EDIT: Pasted wrong code, this was a separate .c file on the same topic, but I started fresh on another file.
In a unix environment, the environment is a third parameter to main.
Try this:
#include <stdio.h>
#include <stdlib.h>
#include <string.h>
#include <unistd.h>
int main(int argc, char *argv[], char **envp)
{
while (*envp) {
printf("%s\n", *envp);
*envp++;
}
}
There are multiple problems with your code, including:
Allocating the 'wrong' size for list and sorted (you multiply by sizeof(char **), but should be multiplying by sizeof(char *) because you're allocating an array of char *. This bug won't actually hurt you this time. Using sizeof(*list) avoids the problem.
Allocating the wrong size for the elements in list and sorted. You need to use strlen(env[i]) + 1 for the size, remembering to allow for the null that terminates the string.
You don't check the memory allocations.
Your string copying loop is using strncpy() and shouldn't (actually, you should seldom use strncpy()), not least because it is only copying 4 or 8 bytes of each environment variable (depending on whether you're on a 32-bit or 64-bit system), and it is not ensuring that they're null terminated strings (just one of the many reasons for not using strncpy().
Your outer loop of your 'sorting' code is OK; your inner loop is 100% bogus because you should be using the length of one or the other string, not the size of the pointer, and your comparisons are on single characters, but you're then using strcpy() where you simply need to move pointers around.
You allocate but don't use sorted.
You don't print the sorted environment to demonstrate that it is sorted.
Your code is missing the final }.
Here is some simple code that uses the standard C library qsort() function to do the sorting, and simulates POSIX strdup()
under the name dup_str() — you could use strdup() if you have POSIX available to you.
#include <stdio.h>
#include <stdlib.h>
#include <string.h>
extern char **environ;
/* Can also be spelled strdup() and provided by the system */
static char *dup_str(const char *str)
{
size_t len = strlen(str) + 1;
char *dup = malloc(len);
if (dup != NULL)
memmove(dup, str, len);
return dup;
}
static int cmp_str(const void *v1, const void *v2)
{
const char *s1 = *(const char **)v1;
const char *s2 = *(const char **)v2;
return strcmp(s1, s2);
}
int main(void)
{
char **env = environ;
int listSZ;
for (listSZ = 0; env[listSZ] != NULL; listSZ++)
;
printf("DEBUG: Number of environment variables = %d\n", listSZ);
char **list = malloc(listSZ * sizeof(*list));
if (list == NULL)
{
fprintf(stderr, "Memory allocation failed!\n");
exit(EXIT_FAILURE);
}
for (int i = 0; i < listSZ; i++)
{
if ((list[i] = dup_str(env[i])) == NULL)
{
fprintf(stderr, "Memory allocation failed!\n");
exit(EXIT_FAILURE);
}
}
qsort(list, listSZ, sizeof(list[0]), cmp_str);
for (int i = 0; i < listSZ; i++)
printf("%2d: %s\n", i, list[i]);
return 0;
}
Other people pointed out that you can get at the environment via a third argument to main(), using the prototype int main(int argc, char **argv, char **envp). Note that Microsoft explicitly supports this. They're correct, but you can also get at the environment via environ, even in functions other than main(). The variable environ is unique amongst the global variables defined by POSIX in not being declared in any header file, so you must write the declaration yourself.
* * * * *
**Exercise A:**
Using the forum excerpt on C environment variables, say whether each statement agrees with it. For each, answer yes or no and quote the deciding words.
(i) The strncpy() loop copies only 4 or 8 bytes of each environment variable.
(ii) The variable environ is declared in a header file.
(iii) Multiplying by sizeof(char **) will cause harm in this case.
**Exercise B:**
Answer these questions from the forum excerpt on C environment variables.
(i) What expression should give the size of each element in list and sorted?
(ii) Which standard C library function does the replacement code use for sorting?
(iii) Under what name does that code simulate POSIX strdup()?
You won't need the data that comes after this text.

**Extracted material:**
* * * * *
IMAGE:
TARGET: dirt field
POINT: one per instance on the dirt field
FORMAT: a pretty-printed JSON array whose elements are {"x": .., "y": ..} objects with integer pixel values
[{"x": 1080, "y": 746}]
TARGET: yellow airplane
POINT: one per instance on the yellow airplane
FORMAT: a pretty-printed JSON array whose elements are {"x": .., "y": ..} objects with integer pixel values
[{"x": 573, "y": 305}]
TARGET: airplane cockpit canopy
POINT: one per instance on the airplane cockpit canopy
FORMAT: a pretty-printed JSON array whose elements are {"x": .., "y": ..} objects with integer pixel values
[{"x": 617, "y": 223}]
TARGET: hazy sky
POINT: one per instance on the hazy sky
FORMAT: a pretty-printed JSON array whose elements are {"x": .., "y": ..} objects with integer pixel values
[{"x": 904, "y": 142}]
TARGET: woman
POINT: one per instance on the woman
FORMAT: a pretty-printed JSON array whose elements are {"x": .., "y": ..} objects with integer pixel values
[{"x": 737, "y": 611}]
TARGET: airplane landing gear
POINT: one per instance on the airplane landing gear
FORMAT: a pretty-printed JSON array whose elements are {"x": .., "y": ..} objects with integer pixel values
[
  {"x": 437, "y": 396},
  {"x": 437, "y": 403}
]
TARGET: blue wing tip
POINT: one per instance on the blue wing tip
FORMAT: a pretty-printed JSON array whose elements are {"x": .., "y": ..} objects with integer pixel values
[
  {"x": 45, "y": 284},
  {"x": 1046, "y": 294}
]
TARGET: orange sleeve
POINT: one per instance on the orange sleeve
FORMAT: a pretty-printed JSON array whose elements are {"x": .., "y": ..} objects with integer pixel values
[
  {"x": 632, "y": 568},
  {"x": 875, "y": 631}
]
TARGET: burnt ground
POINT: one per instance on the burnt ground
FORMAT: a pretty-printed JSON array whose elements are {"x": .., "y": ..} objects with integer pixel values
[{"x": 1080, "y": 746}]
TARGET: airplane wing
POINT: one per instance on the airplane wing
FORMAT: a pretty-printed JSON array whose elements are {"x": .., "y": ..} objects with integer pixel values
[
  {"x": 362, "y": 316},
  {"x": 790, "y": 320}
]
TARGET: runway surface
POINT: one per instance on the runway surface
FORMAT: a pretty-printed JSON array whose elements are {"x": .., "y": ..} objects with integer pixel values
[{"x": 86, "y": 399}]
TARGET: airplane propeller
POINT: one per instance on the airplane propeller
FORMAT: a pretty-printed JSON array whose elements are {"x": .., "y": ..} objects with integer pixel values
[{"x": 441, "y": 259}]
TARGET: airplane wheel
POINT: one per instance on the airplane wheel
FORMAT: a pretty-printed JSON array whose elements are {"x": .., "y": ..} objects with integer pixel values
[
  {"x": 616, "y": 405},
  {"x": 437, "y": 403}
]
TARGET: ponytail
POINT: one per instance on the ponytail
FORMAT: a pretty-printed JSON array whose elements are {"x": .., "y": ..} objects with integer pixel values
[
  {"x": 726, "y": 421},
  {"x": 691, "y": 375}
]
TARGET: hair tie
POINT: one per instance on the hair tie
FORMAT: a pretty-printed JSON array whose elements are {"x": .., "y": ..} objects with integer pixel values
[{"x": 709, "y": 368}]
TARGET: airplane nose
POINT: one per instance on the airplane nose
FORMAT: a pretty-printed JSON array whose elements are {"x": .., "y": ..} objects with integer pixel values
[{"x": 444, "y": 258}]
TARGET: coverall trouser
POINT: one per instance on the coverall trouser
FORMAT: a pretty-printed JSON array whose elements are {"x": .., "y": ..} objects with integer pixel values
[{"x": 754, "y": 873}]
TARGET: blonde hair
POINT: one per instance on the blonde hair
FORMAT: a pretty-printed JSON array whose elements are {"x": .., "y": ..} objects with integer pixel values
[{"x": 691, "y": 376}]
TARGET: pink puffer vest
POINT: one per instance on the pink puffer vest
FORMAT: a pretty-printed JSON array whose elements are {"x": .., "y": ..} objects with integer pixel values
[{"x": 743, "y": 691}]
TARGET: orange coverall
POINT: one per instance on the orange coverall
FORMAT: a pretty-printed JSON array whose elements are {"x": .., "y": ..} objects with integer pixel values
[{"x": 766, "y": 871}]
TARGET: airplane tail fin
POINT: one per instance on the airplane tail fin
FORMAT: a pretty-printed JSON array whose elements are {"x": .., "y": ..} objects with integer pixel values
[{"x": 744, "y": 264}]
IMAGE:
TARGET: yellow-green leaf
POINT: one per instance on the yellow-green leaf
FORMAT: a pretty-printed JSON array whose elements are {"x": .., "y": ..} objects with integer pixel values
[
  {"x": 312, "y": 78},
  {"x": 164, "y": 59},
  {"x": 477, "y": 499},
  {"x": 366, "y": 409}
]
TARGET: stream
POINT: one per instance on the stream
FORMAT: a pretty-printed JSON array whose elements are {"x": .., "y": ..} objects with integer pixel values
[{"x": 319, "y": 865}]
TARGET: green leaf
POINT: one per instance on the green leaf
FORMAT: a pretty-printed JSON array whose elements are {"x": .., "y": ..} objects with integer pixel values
* * * * *
**Written response A:**
(i) Yes: "it is only copying 4 or 8 bytes of each environment variable"
(ii) No: "in not being declared in any header file, so you must write the declaration yourself"
(iii) No: "This bug won't actually hurt you this time."

**Written response B:**
(i) strlen(env[i]) + 1
(ii) qsort()
(iii) dup_str()